→ **Provided text**:
File: starting-structure.zip
Description: This compressed folder contains 3 files encoding the starting structure for the simulations (an input coordinate .inpcrd file, a parameter .prmtop file, and a PDB-format coordinate file).
File: shp2_af2_E139D_1_250f.pdb
Description: This is a 250-frame PDB format trajectory file derived from extracting structures every 10 ns from a 2.5 μs simulation of SHP2 E139D in an active conformation generated by AlphaFold2. This is the first replicate simulation.
File: shp2_af2_E139D_2_250f.pdb
Description: This is a 250-frame PDB format trajectory file derived from extracting structures every 10 ns from a 2.5 μs simulation of SHP2 E139D in an active conformation generated by AlphaFold2. This is the second replicate simulation.
File: shp2_af2_E139D_3_250f.pdb
Description: This is a 250-frame PDB format trajectory file derived from extracting structures every 10 ns from a 2.5 μs simulation of SHP2 E139D in an active conformation generated by AlphaFold2. This is the third replicate simulation.
File: shp2_af2_E139D_1_2500f.pdb
Description: This is a 2500-frame PDB format trajectory file derived from extracting structures every 1 ns from a 2.5 μs simulation of SHP2 E139D in an active conformation generated by AlphaFold2. This is the first replicate simulation.
File: shp2_af2_E139D_2_2500f.pdb
Description: This is a 2500-frame PDB format trajectory file derived from extracting structures every 1 ns from a 2.5 μs simulation of SHP2 E139D in an active conformation generated by AlphaFold2. This is the second replicate simulation.
File: shp2_af2_E139D_3_2500f.pdb
Description: This is a 2500-frame PDB format trajectory file derived from extracting structures every 1 ns from a 2.5 μs simulation of SHP2 E139D in an active conformation generated by AlphaFold2. This is the third replicate simulation.
Code/software
Python scripts used to extract measurements from the data are in the scripts.zip compressed folder.
The molecular dynamics data were generated using the Amber Molecular Dynamics Package. Data were processed using the CPPTRAJ program within AmberTools. Specific measurements were extracted using Python scripts using the Biopython module. These scripts and trajectory files are included in this dataset.

[Stored data]

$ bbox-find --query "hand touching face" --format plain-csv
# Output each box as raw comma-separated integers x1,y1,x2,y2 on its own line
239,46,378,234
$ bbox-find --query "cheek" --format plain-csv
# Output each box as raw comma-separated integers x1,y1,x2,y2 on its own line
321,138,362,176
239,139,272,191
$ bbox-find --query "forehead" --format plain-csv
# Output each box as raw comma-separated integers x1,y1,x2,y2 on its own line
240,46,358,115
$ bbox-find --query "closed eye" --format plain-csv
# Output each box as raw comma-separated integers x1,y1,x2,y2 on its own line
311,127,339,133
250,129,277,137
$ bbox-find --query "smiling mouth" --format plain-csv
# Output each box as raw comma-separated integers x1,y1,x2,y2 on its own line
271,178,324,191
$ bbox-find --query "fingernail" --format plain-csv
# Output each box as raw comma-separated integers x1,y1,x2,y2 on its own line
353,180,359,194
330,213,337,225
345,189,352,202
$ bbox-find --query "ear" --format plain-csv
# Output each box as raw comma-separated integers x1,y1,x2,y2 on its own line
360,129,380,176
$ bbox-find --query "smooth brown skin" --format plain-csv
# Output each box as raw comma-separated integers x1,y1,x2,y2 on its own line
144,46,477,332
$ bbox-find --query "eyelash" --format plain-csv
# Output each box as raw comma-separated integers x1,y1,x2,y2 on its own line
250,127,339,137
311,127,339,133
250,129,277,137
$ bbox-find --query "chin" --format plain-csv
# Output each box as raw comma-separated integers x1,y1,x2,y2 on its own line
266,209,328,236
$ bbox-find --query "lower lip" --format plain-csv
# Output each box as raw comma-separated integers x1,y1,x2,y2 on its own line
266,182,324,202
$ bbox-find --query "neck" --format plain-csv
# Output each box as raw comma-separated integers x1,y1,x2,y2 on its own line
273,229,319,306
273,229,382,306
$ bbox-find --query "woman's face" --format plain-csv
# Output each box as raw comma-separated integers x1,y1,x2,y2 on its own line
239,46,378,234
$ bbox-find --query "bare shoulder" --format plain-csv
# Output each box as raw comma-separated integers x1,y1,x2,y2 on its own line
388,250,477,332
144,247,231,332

→ **Task 1**:
Rewrite the paragraph of the dataset description that begins "The molecular dynamics data were generated" as a short list, keeping its main facts.
→ **Task 2**:
Reproduce the dataset description from "The molecular dynamics" up to and including "in this dataset.", substituting "the AmberTools suite" for "AmberTools".
→ **Task 3**:
Do these statements agree with the dataset description? Answer yes or no for each and quote the words that decide it.
(a) The 250-frame trajectory files were made by extracting structures every 10 ns.
(b) The starting-structure folder holds four files.
(c) The data were processed with CPPTRAJ.

→ **Response 1**:
- The molecular dynamics data were generated with the Amber Molecular Dynamics Package.
- The data were processed with the CPPTRAJ program within AmberTools.
- Specific measurements were extracted with Python scripts that use the Biopython module.
- The dataset includes these scripts and the trajectory files.

→ **Response 2**:
The molecular dynamics data were generated using the Amber Molecular Dynamics Package. Data were processed using the CPPTRAJ program within the AmberTools suite. Specific measurements were extracted using Python scripts using the Biopython module. These scripts and trajectory files are included in this dataset.

→ **Response 3**:
(a) Yes: "extracting structures every 10 ns"
(b) No: "This compressed folder contains 3 files"
(c) Yes: "Data were processed using the CPPTRAJ program within AmberTools"